Exercise directions: Exact reproduction required: the lines below from the line with "TARGET = multi-story villa" to the line with "TARGET = putting green", both ends included, and no others.

━━━ Material shown

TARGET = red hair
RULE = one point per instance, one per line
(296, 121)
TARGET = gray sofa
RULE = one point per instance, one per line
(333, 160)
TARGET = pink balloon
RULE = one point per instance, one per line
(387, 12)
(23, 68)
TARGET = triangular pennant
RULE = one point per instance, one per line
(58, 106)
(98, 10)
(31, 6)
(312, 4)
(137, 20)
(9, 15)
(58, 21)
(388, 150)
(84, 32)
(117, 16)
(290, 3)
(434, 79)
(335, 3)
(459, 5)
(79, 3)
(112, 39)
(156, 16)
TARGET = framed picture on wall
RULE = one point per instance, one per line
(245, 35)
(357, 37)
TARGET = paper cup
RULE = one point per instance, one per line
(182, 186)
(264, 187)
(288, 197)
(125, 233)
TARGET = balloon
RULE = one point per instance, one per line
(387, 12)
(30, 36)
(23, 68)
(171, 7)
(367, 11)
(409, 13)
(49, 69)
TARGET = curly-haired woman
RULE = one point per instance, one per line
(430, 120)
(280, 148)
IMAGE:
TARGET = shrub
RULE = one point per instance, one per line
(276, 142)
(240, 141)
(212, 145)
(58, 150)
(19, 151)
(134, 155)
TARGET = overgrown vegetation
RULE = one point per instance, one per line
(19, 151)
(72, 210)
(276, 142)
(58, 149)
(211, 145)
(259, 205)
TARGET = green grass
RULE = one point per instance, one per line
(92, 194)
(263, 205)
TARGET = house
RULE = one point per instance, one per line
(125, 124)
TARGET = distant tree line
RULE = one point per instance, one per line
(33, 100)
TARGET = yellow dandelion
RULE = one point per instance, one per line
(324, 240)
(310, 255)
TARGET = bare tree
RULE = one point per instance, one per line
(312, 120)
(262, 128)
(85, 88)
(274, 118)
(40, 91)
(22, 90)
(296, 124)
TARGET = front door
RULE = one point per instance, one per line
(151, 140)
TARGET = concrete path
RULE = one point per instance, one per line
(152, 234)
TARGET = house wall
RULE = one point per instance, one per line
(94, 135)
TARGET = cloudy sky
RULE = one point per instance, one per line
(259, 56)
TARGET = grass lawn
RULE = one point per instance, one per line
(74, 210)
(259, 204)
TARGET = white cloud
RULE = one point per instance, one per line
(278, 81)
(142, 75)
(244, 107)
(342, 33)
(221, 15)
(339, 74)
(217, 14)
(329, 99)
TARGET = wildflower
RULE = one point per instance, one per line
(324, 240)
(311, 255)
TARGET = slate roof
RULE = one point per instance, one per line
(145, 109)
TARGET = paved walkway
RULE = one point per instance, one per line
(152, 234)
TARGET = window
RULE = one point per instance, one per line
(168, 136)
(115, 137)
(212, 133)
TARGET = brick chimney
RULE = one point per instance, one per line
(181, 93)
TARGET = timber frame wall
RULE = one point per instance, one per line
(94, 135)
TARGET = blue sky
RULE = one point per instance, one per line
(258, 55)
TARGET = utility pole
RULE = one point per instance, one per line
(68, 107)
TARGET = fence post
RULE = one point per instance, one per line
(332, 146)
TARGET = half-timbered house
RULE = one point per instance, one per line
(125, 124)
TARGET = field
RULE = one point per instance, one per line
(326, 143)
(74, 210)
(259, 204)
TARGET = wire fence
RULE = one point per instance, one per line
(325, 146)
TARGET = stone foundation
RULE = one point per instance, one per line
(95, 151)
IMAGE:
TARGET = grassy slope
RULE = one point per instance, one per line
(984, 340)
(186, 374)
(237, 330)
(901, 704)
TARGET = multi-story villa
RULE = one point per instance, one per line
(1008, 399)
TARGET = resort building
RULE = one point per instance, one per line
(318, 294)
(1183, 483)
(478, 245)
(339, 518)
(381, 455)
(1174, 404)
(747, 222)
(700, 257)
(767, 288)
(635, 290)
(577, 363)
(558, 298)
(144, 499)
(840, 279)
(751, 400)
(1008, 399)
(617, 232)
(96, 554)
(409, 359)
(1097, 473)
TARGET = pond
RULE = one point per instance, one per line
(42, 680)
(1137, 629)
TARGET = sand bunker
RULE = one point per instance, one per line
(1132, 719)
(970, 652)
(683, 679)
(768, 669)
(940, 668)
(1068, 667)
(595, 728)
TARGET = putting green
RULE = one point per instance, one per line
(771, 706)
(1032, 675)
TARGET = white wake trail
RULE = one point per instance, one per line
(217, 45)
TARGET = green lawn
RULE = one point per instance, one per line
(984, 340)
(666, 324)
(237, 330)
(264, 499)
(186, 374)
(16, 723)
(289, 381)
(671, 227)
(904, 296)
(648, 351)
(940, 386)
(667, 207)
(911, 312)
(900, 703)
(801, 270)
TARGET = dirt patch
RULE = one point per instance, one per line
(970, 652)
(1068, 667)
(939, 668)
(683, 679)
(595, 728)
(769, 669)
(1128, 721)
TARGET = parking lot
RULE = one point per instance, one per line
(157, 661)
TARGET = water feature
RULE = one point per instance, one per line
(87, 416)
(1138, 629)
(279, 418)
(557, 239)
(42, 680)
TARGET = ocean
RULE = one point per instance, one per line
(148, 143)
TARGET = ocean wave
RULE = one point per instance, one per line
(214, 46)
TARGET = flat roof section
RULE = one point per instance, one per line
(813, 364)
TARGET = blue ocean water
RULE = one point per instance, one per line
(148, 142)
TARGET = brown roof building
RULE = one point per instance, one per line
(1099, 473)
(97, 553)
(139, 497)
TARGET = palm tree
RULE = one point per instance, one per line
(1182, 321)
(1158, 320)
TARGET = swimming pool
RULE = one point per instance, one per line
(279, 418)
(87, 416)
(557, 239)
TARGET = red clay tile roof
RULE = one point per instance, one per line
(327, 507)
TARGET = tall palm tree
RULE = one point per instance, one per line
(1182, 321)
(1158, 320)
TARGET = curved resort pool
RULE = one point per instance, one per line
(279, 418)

━━━━━━

Result of this exercise:
TARGET = multi-story villa
RULE = one point per instance, one per line
(1008, 399)
TARGET = resort building
RULE = one point per instance, one per line
(318, 294)
(1183, 483)
(478, 245)
(339, 518)
(381, 455)
(1174, 404)
(747, 222)
(700, 257)
(767, 288)
(635, 290)
(577, 363)
(558, 298)
(144, 499)
(840, 279)
(751, 400)
(1008, 399)
(617, 232)
(96, 554)
(409, 359)
(1097, 473)
TARGET = pond
RULE = one point per instance, one per line
(42, 680)
(1137, 629)
TARGET = sand bunker
RULE = one point per instance, one per line
(1132, 719)
(970, 652)
(683, 679)
(768, 669)
(940, 668)
(1068, 667)
(595, 728)
TARGET = putting green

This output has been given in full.